Photo-based point labeling data
* START *

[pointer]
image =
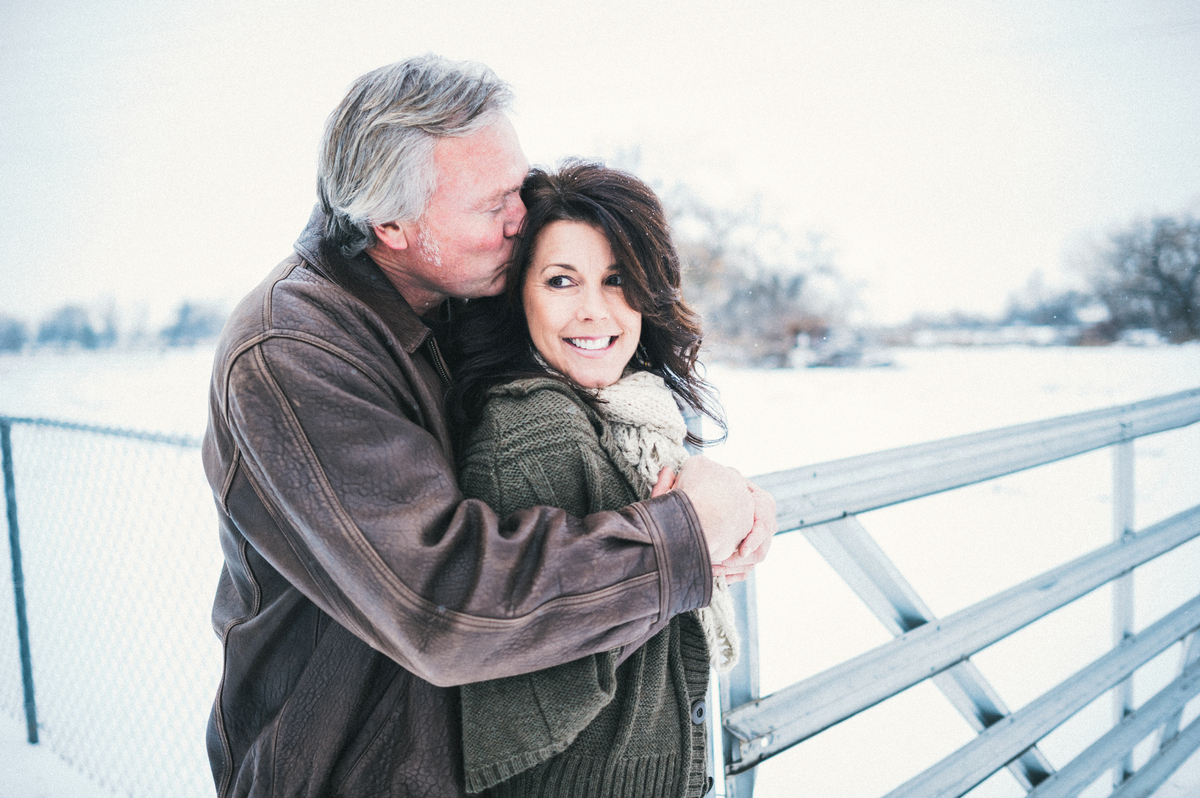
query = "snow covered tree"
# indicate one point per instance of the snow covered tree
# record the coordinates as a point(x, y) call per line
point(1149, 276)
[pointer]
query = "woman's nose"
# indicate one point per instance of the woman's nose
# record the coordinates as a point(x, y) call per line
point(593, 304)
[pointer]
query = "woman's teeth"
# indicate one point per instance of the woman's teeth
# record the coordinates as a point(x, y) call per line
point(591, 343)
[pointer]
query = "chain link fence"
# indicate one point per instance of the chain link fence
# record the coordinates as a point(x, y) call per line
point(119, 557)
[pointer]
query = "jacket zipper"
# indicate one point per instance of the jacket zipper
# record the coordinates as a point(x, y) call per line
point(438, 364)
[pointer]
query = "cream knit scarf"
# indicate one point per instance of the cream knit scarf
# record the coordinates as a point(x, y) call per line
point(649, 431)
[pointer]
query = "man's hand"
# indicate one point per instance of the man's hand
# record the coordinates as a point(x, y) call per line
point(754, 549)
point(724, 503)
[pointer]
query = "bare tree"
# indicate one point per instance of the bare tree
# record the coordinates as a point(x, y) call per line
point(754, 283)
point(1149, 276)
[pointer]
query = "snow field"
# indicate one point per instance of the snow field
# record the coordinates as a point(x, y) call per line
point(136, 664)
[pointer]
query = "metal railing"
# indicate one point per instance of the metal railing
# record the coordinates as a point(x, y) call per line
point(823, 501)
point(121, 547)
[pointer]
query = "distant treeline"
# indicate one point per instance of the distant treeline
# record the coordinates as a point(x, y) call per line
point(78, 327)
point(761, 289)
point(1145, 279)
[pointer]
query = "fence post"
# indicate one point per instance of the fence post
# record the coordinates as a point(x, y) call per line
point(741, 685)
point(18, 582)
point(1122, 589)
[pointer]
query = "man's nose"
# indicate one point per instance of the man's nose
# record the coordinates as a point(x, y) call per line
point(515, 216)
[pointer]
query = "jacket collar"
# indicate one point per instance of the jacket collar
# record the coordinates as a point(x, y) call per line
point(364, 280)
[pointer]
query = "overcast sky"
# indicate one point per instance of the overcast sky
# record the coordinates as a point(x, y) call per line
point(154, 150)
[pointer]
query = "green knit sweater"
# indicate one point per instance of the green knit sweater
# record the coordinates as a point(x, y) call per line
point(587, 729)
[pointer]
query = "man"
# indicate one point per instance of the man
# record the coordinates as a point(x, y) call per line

* END *

* [EXERCISE BRIEF]:
Retype each entry precisely. Skip images entirely.

* [EXERCISE RESULT]:
[pointer]
image =
query = "snow covered tree"
# indicate one point per instance of the snow covered tree
# record the coordinates as a point(x, y) call per line
point(1149, 276)
[pointer]
query = "woman's nose"
# indicate one point per instance of the woman's nose
# record the coordinates as a point(x, y) call per line
point(593, 304)
[pointer]
query = "woman's teeth"
# indicate one point per instance of the woman's teeth
# record the coordinates as a point(x, y) call per line
point(591, 343)
[pointer]
query = "chain link fence"
# indicate one point per instance of the chain link fence
# record the coordinates as a point(x, y) call per line
point(119, 557)
[pointer]
query = "jacket zipper"
# indicate one point per instance of the jacket zipper
# record the coordinates as a point(x, y) call per line
point(438, 364)
[pointer]
query = "cream knit scarf"
# indicate one point per instance of the cream knit scarf
# record the coordinates as a point(x, y) call per line
point(649, 431)
[pointer]
query = "man's hand"
# indicate one point per instance of the man's hand
# record the coordinates as a point(x, y) call per line
point(754, 549)
point(724, 503)
[pointer]
query = "bare tree"
# indicate one point per instance of the bare tree
# record the coordinates as a point(x, y) call per line
point(754, 283)
point(1149, 276)
[pointer]
query = "snow field"
# indicate one point per instance of the snow field
# record the coordinates as a point(x, y) call per line
point(136, 664)
[pointer]
query = "metal railing"
# indicate one point per instance of the metal railing
# record the coordinates as a point(x, y) call per line
point(823, 501)
point(121, 547)
[pointer]
query = "distant treeline"
# indicate one point per instance of the distant treeline
# record the coordinates as a point(x, y) call per line
point(78, 327)
point(761, 289)
point(1145, 279)
[pointer]
query = "fence post"
# indicate one point per instance of the fence post
# record the coordinates as a point(x, y) call per line
point(741, 685)
point(18, 582)
point(1122, 589)
[pointer]
query = "man's nose"
# indicate one point per instance of the man's nose
# record the coordinates as a point(x, y) call per line
point(515, 216)
[pointer]
query = "jacket collar"
# indicate one point per instance of the jacket collar
# record the coordinates as a point(x, y) call per line
point(364, 280)
[pointer]
query = "overcast sky"
# indicate one point per instance of the overcast sky
# record the coordinates as a point(x, y) call per line
point(154, 150)
[pointer]
query = "green knit sweater"
# indicate one point per instance of the green knit sweater
# record the coordinates as a point(x, y) call per line
point(587, 729)
[pointer]
query = "man"
# indicate one point per instance of the man
# record the coordinates as a point(x, y) call per line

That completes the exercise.